BEGIN Exercise data

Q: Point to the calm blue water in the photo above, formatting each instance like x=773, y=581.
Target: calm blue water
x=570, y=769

END Exercise data
BEGIN Exercise data

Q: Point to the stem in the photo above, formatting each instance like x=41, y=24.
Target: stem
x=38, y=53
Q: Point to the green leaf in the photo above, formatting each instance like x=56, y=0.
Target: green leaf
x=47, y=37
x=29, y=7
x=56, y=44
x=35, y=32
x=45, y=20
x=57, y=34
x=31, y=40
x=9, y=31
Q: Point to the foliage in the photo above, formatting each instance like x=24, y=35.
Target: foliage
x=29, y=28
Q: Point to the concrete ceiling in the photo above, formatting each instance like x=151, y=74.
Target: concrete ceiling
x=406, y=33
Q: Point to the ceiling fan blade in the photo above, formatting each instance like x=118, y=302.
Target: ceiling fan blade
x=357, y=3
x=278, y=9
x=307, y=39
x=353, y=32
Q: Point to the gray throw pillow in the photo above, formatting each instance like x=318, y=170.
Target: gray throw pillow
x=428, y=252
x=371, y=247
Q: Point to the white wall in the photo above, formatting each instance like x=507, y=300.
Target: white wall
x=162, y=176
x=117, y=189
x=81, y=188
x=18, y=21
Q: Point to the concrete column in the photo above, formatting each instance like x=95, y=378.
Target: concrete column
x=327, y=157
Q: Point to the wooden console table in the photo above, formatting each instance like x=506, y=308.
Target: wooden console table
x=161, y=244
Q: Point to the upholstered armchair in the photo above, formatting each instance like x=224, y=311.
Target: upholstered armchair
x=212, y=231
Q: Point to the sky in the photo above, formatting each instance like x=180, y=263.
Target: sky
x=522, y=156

END Exercise data

Please give back exactly the lines of the listing above that run from the one containing "Q: Point to the stem" through the one containing "Q: Point to the foliage", and only those.

◆ Response to the task ◆
Q: Point to the stem in the photo above, formatting each instance like x=41, y=24.
Target: stem
x=38, y=53
Q: Point to the green leaf in the photo above, formatting each instance like x=56, y=0.
Target: green leaf
x=47, y=37
x=29, y=7
x=56, y=44
x=35, y=32
x=45, y=20
x=57, y=34
x=31, y=40
x=9, y=31
Q: Point to the foliage in the photo above, formatting each instance like x=24, y=35.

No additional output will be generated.